--- Source material ---
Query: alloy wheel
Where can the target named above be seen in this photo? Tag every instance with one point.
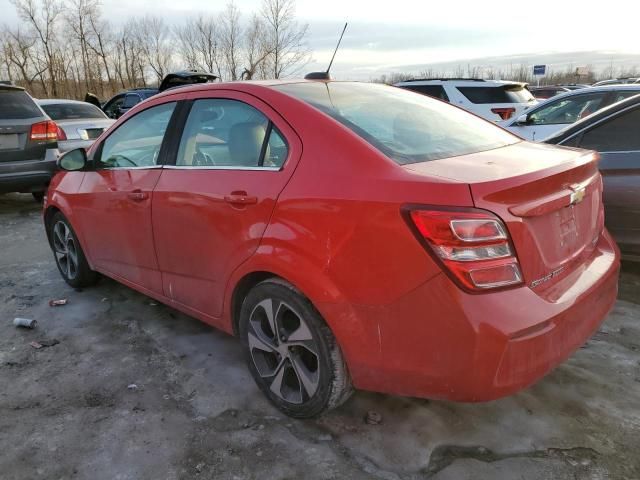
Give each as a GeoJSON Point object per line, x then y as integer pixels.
{"type": "Point", "coordinates": [283, 351]}
{"type": "Point", "coordinates": [65, 250]}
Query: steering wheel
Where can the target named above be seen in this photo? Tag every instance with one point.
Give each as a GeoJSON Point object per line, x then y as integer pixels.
{"type": "Point", "coordinates": [201, 159]}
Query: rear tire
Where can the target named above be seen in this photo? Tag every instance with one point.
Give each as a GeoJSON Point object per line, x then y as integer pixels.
{"type": "Point", "coordinates": [68, 253]}
{"type": "Point", "coordinates": [290, 351]}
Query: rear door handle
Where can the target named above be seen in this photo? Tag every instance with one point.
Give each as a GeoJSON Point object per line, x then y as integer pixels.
{"type": "Point", "coordinates": [240, 198]}
{"type": "Point", "coordinates": [138, 195]}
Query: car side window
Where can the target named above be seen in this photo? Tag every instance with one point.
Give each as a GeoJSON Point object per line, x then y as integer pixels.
{"type": "Point", "coordinates": [114, 107]}
{"type": "Point", "coordinates": [230, 133]}
{"type": "Point", "coordinates": [137, 141]}
{"type": "Point", "coordinates": [617, 135]}
{"type": "Point", "coordinates": [131, 100]}
{"type": "Point", "coordinates": [567, 110]}
{"type": "Point", "coordinates": [619, 96]}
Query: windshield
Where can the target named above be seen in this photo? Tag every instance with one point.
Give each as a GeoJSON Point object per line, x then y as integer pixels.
{"type": "Point", "coordinates": [407, 127]}
{"type": "Point", "coordinates": [72, 111]}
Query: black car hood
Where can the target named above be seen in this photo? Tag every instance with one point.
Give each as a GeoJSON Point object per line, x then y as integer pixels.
{"type": "Point", "coordinates": [187, 77]}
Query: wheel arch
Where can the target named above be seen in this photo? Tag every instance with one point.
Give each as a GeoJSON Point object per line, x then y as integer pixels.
{"type": "Point", "coordinates": [54, 208]}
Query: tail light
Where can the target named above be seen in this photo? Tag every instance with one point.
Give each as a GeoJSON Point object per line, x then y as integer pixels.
{"type": "Point", "coordinates": [47, 131]}
{"type": "Point", "coordinates": [504, 113]}
{"type": "Point", "coordinates": [473, 246]}
{"type": "Point", "coordinates": [60, 133]}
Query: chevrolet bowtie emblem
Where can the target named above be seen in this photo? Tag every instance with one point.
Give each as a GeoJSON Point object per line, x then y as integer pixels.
{"type": "Point", "coordinates": [577, 194]}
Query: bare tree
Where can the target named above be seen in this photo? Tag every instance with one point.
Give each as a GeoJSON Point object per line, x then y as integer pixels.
{"type": "Point", "coordinates": [200, 44]}
{"type": "Point", "coordinates": [256, 46]}
{"type": "Point", "coordinates": [43, 20]}
{"type": "Point", "coordinates": [286, 37]}
{"type": "Point", "coordinates": [153, 36]}
{"type": "Point", "coordinates": [17, 48]}
{"type": "Point", "coordinates": [230, 39]}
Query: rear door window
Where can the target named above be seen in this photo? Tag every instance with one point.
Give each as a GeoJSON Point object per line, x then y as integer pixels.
{"type": "Point", "coordinates": [137, 142]}
{"type": "Point", "coordinates": [568, 109]}
{"type": "Point", "coordinates": [618, 135]}
{"type": "Point", "coordinates": [229, 133]}
{"type": "Point", "coordinates": [435, 91]}
{"type": "Point", "coordinates": [499, 94]}
{"type": "Point", "coordinates": [17, 104]}
{"type": "Point", "coordinates": [130, 100]}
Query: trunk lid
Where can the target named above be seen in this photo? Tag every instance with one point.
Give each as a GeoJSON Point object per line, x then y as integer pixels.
{"type": "Point", "coordinates": [549, 198]}
{"type": "Point", "coordinates": [86, 129]}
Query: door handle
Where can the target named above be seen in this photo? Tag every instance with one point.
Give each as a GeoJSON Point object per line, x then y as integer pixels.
{"type": "Point", "coordinates": [240, 198]}
{"type": "Point", "coordinates": [138, 195]}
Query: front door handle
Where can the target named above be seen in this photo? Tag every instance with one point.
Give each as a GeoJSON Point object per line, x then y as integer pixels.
{"type": "Point", "coordinates": [138, 195]}
{"type": "Point", "coordinates": [240, 198]}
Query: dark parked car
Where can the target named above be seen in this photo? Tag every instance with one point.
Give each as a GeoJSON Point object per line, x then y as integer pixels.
{"type": "Point", "coordinates": [28, 143]}
{"type": "Point", "coordinates": [122, 102]}
{"type": "Point", "coordinates": [615, 133]}
{"type": "Point", "coordinates": [79, 123]}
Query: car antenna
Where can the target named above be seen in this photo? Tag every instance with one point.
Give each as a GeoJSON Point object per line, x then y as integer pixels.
{"type": "Point", "coordinates": [325, 75]}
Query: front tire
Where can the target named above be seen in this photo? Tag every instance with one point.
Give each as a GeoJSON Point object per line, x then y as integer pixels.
{"type": "Point", "coordinates": [291, 353]}
{"type": "Point", "coordinates": [68, 253]}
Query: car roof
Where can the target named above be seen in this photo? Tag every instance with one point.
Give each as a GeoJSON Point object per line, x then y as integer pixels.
{"type": "Point", "coordinates": [58, 101]}
{"type": "Point", "coordinates": [466, 82]}
{"type": "Point", "coordinates": [580, 91]}
{"type": "Point", "coordinates": [4, 86]}
{"type": "Point", "coordinates": [594, 118]}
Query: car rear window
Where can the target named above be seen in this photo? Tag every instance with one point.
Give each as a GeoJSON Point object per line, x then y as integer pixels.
{"type": "Point", "coordinates": [500, 94]}
{"type": "Point", "coordinates": [17, 104]}
{"type": "Point", "coordinates": [408, 128]}
{"type": "Point", "coordinates": [436, 91]}
{"type": "Point", "coordinates": [72, 111]}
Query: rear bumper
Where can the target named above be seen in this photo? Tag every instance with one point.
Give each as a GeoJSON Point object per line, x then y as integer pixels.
{"type": "Point", "coordinates": [439, 342]}
{"type": "Point", "coordinates": [28, 175]}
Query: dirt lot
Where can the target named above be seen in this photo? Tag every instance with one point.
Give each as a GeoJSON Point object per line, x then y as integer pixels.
{"type": "Point", "coordinates": [66, 411]}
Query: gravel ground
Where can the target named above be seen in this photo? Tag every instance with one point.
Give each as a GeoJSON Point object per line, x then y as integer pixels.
{"type": "Point", "coordinates": [71, 411]}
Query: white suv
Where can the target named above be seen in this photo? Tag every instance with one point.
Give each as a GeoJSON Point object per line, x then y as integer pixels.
{"type": "Point", "coordinates": [495, 100]}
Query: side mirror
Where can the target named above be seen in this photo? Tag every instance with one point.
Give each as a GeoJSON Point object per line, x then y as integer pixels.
{"type": "Point", "coordinates": [73, 160]}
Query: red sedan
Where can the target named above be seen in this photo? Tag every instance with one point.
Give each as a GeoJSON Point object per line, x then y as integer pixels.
{"type": "Point", "coordinates": [352, 235]}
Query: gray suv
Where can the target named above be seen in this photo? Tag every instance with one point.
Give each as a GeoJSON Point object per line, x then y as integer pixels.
{"type": "Point", "coordinates": [28, 143]}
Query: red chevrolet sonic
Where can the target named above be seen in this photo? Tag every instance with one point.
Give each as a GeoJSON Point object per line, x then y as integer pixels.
{"type": "Point", "coordinates": [352, 235]}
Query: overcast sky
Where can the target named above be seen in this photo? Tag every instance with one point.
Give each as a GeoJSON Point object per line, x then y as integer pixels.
{"type": "Point", "coordinates": [394, 36]}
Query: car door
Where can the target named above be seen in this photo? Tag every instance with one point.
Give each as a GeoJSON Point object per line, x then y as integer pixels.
{"type": "Point", "coordinates": [556, 114]}
{"type": "Point", "coordinates": [211, 208]}
{"type": "Point", "coordinates": [618, 141]}
{"type": "Point", "coordinates": [113, 203]}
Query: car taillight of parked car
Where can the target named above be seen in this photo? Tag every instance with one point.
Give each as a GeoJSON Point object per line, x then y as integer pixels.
{"type": "Point", "coordinates": [473, 246]}
{"type": "Point", "coordinates": [504, 113]}
{"type": "Point", "coordinates": [46, 130]}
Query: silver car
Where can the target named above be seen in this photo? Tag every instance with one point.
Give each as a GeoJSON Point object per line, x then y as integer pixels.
{"type": "Point", "coordinates": [80, 123]}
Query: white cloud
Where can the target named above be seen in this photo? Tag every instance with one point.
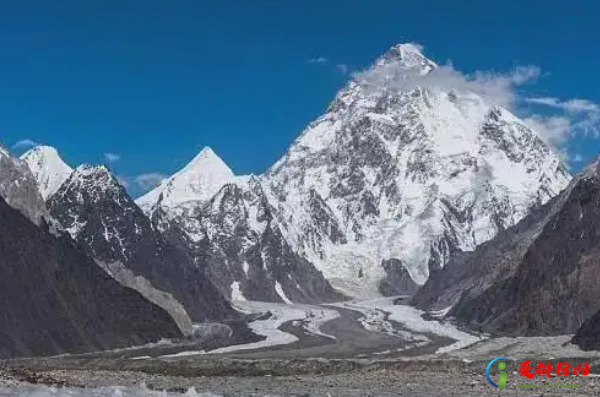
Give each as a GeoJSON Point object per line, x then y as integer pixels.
{"type": "Point", "coordinates": [149, 181]}
{"type": "Point", "coordinates": [572, 105]}
{"type": "Point", "coordinates": [495, 88]}
{"type": "Point", "coordinates": [25, 144]}
{"type": "Point", "coordinates": [343, 68]}
{"type": "Point", "coordinates": [578, 158]}
{"type": "Point", "coordinates": [561, 120]}
{"type": "Point", "coordinates": [319, 60]}
{"type": "Point", "coordinates": [583, 115]}
{"type": "Point", "coordinates": [555, 130]}
{"type": "Point", "coordinates": [111, 157]}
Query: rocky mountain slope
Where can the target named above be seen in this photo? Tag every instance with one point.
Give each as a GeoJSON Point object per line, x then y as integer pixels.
{"type": "Point", "coordinates": [391, 181]}
{"type": "Point", "coordinates": [54, 298]}
{"type": "Point", "coordinates": [546, 274]}
{"type": "Point", "coordinates": [99, 214]}
{"type": "Point", "coordinates": [225, 222]}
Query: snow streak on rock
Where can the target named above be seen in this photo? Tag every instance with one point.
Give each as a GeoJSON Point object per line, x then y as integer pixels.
{"type": "Point", "coordinates": [406, 175]}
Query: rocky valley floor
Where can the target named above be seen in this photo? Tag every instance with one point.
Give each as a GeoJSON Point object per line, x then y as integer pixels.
{"type": "Point", "coordinates": [367, 348]}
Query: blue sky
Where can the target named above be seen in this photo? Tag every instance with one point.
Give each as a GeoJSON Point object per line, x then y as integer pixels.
{"type": "Point", "coordinates": [153, 81]}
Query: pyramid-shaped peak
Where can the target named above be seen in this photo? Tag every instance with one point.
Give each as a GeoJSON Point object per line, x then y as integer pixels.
{"type": "Point", "coordinates": [208, 161]}
{"type": "Point", "coordinates": [90, 169]}
{"type": "Point", "coordinates": [48, 168]}
{"type": "Point", "coordinates": [407, 55]}
{"type": "Point", "coordinates": [199, 180]}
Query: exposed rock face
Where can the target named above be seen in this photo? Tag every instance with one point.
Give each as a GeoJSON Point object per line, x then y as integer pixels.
{"type": "Point", "coordinates": [588, 336]}
{"type": "Point", "coordinates": [397, 280]}
{"type": "Point", "coordinates": [55, 299]}
{"type": "Point", "coordinates": [99, 214]}
{"type": "Point", "coordinates": [543, 278]}
{"type": "Point", "coordinates": [48, 169]}
{"type": "Point", "coordinates": [19, 188]}
{"type": "Point", "coordinates": [226, 223]}
{"type": "Point", "coordinates": [247, 258]}
{"type": "Point", "coordinates": [406, 173]}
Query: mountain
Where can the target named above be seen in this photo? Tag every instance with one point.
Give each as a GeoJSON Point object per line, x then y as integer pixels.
{"type": "Point", "coordinates": [547, 270]}
{"type": "Point", "coordinates": [396, 177]}
{"type": "Point", "coordinates": [19, 189]}
{"type": "Point", "coordinates": [99, 214]}
{"type": "Point", "coordinates": [54, 298]}
{"type": "Point", "coordinates": [48, 168]}
{"type": "Point", "coordinates": [226, 223]}
{"type": "Point", "coordinates": [197, 181]}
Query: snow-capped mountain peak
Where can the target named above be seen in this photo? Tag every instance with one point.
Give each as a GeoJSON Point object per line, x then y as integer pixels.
{"type": "Point", "coordinates": [48, 168]}
{"type": "Point", "coordinates": [396, 176]}
{"type": "Point", "coordinates": [198, 181]}
{"type": "Point", "coordinates": [408, 56]}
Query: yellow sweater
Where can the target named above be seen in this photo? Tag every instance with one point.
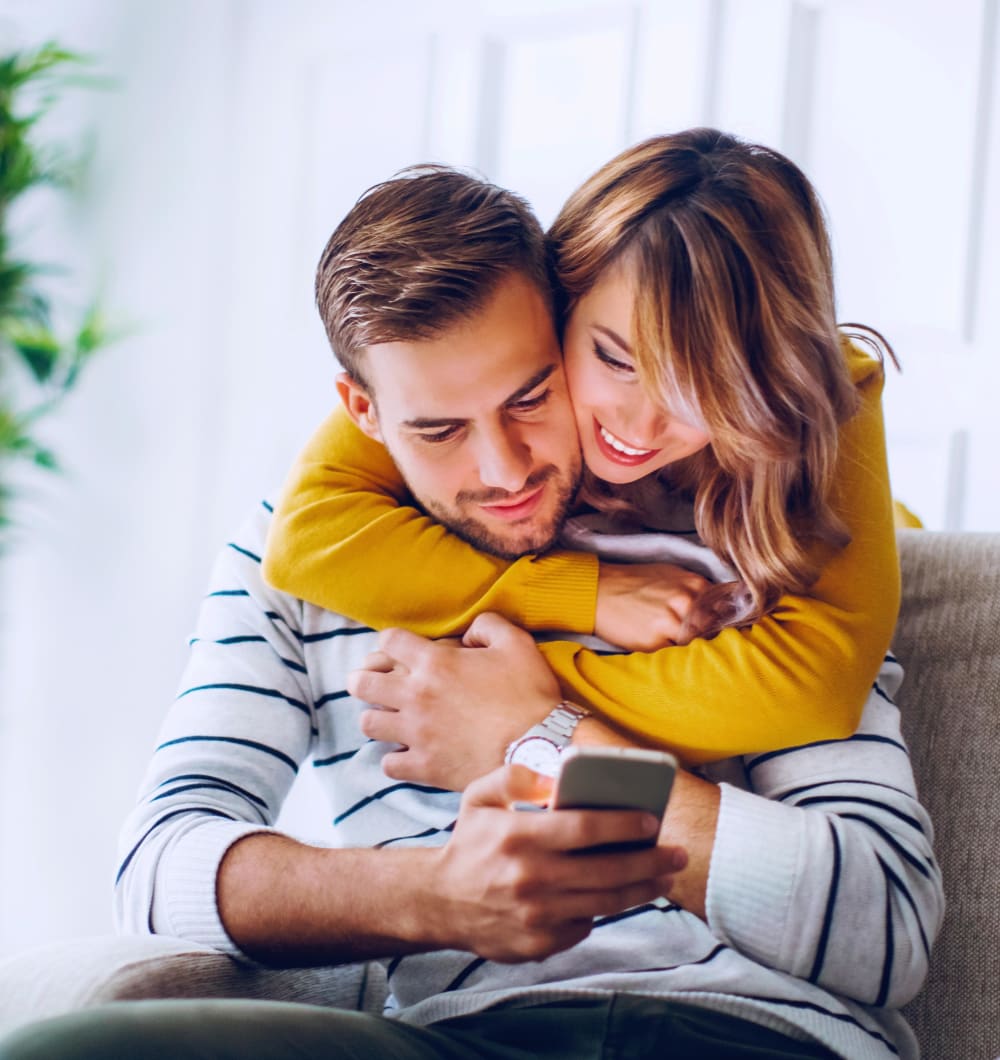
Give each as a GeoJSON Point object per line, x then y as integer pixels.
{"type": "Point", "coordinates": [346, 536]}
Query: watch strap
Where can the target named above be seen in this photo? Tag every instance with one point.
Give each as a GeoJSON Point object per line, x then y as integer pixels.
{"type": "Point", "coordinates": [558, 727]}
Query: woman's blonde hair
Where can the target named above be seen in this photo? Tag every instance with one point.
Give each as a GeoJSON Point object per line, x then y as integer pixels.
{"type": "Point", "coordinates": [734, 323]}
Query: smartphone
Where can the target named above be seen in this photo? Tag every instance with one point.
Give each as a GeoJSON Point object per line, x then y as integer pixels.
{"type": "Point", "coordinates": [615, 778]}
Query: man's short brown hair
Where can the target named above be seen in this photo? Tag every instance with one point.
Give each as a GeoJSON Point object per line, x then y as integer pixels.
{"type": "Point", "coordinates": [419, 252]}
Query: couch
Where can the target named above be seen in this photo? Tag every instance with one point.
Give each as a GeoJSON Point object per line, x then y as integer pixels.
{"type": "Point", "coordinates": [948, 640]}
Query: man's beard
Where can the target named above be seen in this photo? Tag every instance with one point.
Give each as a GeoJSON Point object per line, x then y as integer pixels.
{"type": "Point", "coordinates": [510, 546]}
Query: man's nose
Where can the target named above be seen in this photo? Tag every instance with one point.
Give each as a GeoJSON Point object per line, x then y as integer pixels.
{"type": "Point", "coordinates": [505, 461]}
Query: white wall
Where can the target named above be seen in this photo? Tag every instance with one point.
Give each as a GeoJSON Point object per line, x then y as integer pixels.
{"type": "Point", "coordinates": [240, 133]}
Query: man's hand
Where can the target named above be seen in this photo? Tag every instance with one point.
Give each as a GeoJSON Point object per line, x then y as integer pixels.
{"type": "Point", "coordinates": [516, 886]}
{"type": "Point", "coordinates": [642, 606]}
{"type": "Point", "coordinates": [454, 706]}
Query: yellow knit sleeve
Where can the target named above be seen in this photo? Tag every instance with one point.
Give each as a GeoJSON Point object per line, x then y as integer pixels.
{"type": "Point", "coordinates": [800, 674]}
{"type": "Point", "coordinates": [346, 535]}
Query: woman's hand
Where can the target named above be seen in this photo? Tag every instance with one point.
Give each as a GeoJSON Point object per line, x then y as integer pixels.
{"type": "Point", "coordinates": [642, 606]}
{"type": "Point", "coordinates": [453, 705]}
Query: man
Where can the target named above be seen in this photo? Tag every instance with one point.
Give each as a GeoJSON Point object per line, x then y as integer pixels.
{"type": "Point", "coordinates": [507, 936]}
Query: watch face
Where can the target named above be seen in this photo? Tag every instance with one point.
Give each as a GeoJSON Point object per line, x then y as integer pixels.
{"type": "Point", "coordinates": [538, 754]}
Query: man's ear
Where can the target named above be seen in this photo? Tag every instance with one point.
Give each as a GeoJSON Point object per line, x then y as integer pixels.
{"type": "Point", "coordinates": [360, 406]}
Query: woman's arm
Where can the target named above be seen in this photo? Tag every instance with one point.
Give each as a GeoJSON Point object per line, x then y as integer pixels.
{"type": "Point", "coordinates": [800, 674]}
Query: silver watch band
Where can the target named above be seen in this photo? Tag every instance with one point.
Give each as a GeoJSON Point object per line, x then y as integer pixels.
{"type": "Point", "coordinates": [561, 722]}
{"type": "Point", "coordinates": [557, 727]}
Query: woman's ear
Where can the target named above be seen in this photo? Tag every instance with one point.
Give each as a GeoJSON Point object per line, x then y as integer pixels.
{"type": "Point", "coordinates": [360, 406]}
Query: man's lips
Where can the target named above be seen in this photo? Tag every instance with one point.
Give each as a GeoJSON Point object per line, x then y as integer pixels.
{"type": "Point", "coordinates": [613, 448]}
{"type": "Point", "coordinates": [518, 509]}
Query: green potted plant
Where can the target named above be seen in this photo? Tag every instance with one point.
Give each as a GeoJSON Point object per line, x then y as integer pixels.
{"type": "Point", "coordinates": [44, 341]}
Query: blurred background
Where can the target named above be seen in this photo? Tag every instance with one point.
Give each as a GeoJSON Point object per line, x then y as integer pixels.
{"type": "Point", "coordinates": [230, 138]}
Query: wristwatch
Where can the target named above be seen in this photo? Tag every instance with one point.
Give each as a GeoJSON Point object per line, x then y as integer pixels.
{"type": "Point", "coordinates": [541, 746]}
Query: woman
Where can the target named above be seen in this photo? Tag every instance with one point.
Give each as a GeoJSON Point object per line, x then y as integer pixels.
{"type": "Point", "coordinates": [708, 377]}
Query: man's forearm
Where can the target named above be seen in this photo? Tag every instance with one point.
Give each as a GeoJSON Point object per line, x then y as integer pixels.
{"type": "Point", "coordinates": [285, 903]}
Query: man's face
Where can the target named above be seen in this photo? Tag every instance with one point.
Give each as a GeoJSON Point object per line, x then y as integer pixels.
{"type": "Point", "coordinates": [478, 422]}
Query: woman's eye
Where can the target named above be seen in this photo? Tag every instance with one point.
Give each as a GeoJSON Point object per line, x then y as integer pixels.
{"type": "Point", "coordinates": [613, 363]}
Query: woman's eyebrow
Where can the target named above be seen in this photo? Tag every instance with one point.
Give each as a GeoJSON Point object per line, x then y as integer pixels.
{"type": "Point", "coordinates": [614, 336]}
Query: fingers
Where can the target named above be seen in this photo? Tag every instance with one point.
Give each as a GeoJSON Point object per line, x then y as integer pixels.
{"type": "Point", "coordinates": [373, 686]}
{"type": "Point", "coordinates": [507, 785]}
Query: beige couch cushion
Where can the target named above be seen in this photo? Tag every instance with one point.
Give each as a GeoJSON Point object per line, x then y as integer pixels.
{"type": "Point", "coordinates": [948, 640]}
{"type": "Point", "coordinates": [64, 976]}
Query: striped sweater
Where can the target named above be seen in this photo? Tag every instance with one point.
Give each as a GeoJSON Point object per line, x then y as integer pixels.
{"type": "Point", "coordinates": [823, 895]}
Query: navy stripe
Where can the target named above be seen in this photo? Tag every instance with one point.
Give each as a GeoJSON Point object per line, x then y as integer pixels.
{"type": "Point", "coordinates": [891, 840]}
{"type": "Point", "coordinates": [311, 638]}
{"type": "Point", "coordinates": [231, 739]}
{"type": "Point", "coordinates": [905, 893]}
{"type": "Point", "coordinates": [235, 789]}
{"type": "Point", "coordinates": [884, 695]}
{"type": "Point", "coordinates": [636, 911]}
{"type": "Point", "coordinates": [828, 913]}
{"type": "Point", "coordinates": [256, 638]}
{"type": "Point", "coordinates": [329, 698]}
{"type": "Point", "coordinates": [672, 968]}
{"type": "Point", "coordinates": [256, 690]}
{"type": "Point", "coordinates": [417, 835]}
{"type": "Point", "coordinates": [333, 759]}
{"type": "Point", "coordinates": [244, 551]}
{"type": "Point", "coordinates": [811, 1006]}
{"type": "Point", "coordinates": [162, 820]}
{"type": "Point", "coordinates": [229, 640]}
{"type": "Point", "coordinates": [857, 738]}
{"type": "Point", "coordinates": [890, 952]}
{"type": "Point", "coordinates": [428, 789]}
{"type": "Point", "coordinates": [844, 780]}
{"type": "Point", "coordinates": [912, 822]}
{"type": "Point", "coordinates": [202, 788]}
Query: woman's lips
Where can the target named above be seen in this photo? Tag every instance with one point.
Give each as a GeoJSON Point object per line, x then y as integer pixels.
{"type": "Point", "coordinates": [613, 448]}
{"type": "Point", "coordinates": [518, 510]}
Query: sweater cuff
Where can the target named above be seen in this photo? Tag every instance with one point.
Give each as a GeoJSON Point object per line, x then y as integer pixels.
{"type": "Point", "coordinates": [753, 875]}
{"type": "Point", "coordinates": [186, 905]}
{"type": "Point", "coordinates": [561, 593]}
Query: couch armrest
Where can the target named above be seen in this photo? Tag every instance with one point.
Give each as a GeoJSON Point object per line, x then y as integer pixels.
{"type": "Point", "coordinates": [64, 976]}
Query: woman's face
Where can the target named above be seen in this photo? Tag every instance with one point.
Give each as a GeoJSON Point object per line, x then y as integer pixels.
{"type": "Point", "coordinates": [624, 434]}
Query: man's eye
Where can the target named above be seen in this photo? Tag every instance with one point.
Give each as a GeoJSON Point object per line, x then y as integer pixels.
{"type": "Point", "coordinates": [529, 404]}
{"type": "Point", "coordinates": [439, 436]}
{"type": "Point", "coordinates": [613, 363]}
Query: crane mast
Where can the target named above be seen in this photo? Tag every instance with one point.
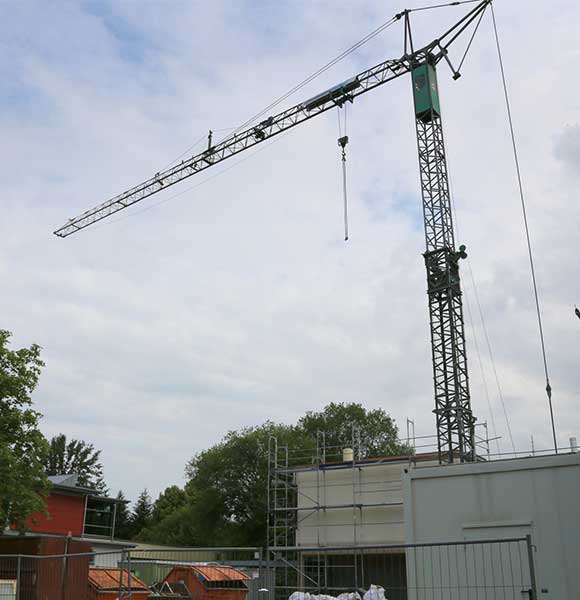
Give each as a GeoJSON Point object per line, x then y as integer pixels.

--- Task requirements ---
In the entries above, count each line holding "wheel" and report the total and nothing more.

--- Problem solution ---
3